Text provided =
◆ ◆ ◆
Electronic communication devices are evolving from robotic speech to personalized voices.
Max Plansky is 16 years old, and like any teenager, he is trying to find his own voice. But for Max, the effort is complicated by the fact that he needs to use a communication device to talk.
At nine months, Max was diagnosed with cerebral palsy, a neurological disorder. His vocal cords vibrate, and Max can make sounds. But the area of his brain affected, which controls his muscles, also controls his ability to speak. When Max wants to talk, he chooses words and sentences on an electronic device, which then speaks in a computerized voice often known as “Perfect Paul.”
Perfect Paul is a common option on devices like the one Max uses. But it doesn’t sound anything like a 16-year-old boy. It sounds more like an adult male robot.
But only recently have advances in computers and other technologies made it possible to analyze the characteristics and more ethereal aspects of human voices and mix them together to the point where an artificial voice doesn’t sound so, well, artificial.
Most of these efforts are commercial and geared toward improving the synthetic voices that give you directions or speak to you on the phone when you try to make a flight reservation. But researchers also are starting to apply the technology to help people, like Max, who due to medical conditions are forced to rely on electronic communication devices. They want a voice that not only sounds more natural, but that manages to capture who they are.
“Speech is not just a means of communication—it is a window into the soul,” says Matthew Aylett, chief scientific officer of an Edinburgh-based company, CereProc, that sells technology for personalizing synthetic voices.
To capture inflection and tone in a synthetic voice is an enormous challenge, Dr. Aylett says. People speak faster, louder or at a higher pitch when they are upset, or slower, softer and deeper when they are sad. The stronger the emotion, the harder it is to simulate, he says. “Telling a joke is also tough.”
◆ ◆ ◆
Supplied records =
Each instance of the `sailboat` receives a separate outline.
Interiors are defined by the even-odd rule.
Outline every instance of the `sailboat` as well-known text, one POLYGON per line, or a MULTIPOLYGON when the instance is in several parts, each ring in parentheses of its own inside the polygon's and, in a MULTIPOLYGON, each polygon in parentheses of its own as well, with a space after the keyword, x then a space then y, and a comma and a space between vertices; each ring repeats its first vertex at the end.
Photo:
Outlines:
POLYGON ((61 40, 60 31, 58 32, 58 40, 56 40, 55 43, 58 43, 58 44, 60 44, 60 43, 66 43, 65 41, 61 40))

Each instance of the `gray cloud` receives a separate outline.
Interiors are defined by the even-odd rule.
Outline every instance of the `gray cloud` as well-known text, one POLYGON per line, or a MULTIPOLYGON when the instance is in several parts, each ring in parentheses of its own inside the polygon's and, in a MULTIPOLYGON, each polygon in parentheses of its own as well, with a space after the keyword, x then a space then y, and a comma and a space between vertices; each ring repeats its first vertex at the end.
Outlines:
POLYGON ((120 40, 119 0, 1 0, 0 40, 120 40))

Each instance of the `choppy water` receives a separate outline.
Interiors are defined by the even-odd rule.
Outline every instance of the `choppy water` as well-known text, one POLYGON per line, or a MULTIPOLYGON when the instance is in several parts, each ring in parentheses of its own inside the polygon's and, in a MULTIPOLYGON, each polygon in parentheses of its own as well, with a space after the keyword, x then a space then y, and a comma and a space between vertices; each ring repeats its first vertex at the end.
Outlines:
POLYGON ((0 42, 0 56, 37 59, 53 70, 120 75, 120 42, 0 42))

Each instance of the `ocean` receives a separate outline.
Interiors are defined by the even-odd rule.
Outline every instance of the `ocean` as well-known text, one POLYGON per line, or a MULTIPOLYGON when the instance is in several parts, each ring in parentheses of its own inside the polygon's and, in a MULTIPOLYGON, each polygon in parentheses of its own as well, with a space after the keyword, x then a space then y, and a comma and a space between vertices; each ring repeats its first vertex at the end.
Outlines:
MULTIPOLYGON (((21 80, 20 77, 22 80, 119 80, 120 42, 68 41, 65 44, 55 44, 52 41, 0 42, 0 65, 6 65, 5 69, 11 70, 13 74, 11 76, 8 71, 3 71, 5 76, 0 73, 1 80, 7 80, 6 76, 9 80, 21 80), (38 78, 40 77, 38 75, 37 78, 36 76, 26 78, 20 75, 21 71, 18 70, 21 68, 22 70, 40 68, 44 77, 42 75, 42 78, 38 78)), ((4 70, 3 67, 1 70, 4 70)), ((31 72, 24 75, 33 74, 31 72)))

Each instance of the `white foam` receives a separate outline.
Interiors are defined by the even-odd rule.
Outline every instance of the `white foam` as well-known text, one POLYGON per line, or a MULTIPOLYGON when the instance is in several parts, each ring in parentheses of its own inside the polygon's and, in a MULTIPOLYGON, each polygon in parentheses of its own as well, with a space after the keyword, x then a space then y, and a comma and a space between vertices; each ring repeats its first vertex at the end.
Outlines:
◆ ◆ ◆
Exercises to complete =
- A) According to the article on personalized synthetic voices, how old was Max when he was diagnosed with cerebral palsy?
- B) Repeat the passage of the synthetic voices article from "Perfect Paul is" up to and including "so, well, artificial.".
- C) Carry on the article about personalized synthetic voices from where it stops.

Exercise answers =
- A) Nine months old.

- B)
Perfect Paul is a common option on devices like the one Max uses. But it doesn’t sound anything like a 16-year-old boy. It sounds more like an adult male robot.
But only recently have advances in computers and other technologies made it possible to analyze the characteristics and more ethereal aspects of human voices and mix them together to the point where an artificial voice doesn’t sound so, well, artificial.

- C)
Another thing that is hard to capture, says Dr. Aylett, is the myriad ways a voice can be used to convey different meanings of the same word. “When the waiter asks if you have decided what you want,” he says, “it means something different if you say ‘Yes!’ or ‘Yessss.’ ”
Building Max a personalized voice is not only a technical issue; it also involves questions about his identity. What sounds might capture the different aspects of Max’s personality? Moreover, if Max is to have a synthesized voice, should it sound like a 16-year-old speaking, or should it sound more like who Max might become later?
These are issues that Rupal Patel, a speech-technology professor on leave from Northeastern University, has been thinking about for years. Dr. Patel is chief executive of Vocal ID, a Belmont, Mass., company that custom-builds voices for the speech-impaired. She became interested in personalizing synthetic voices, she says, after attending an assistive-technology conference where she heard a young girl and an older man conversing by means of the same synthetic voice.
“How come this young girl has the same voice as this adult male?” Dr. Patel recalls wondering.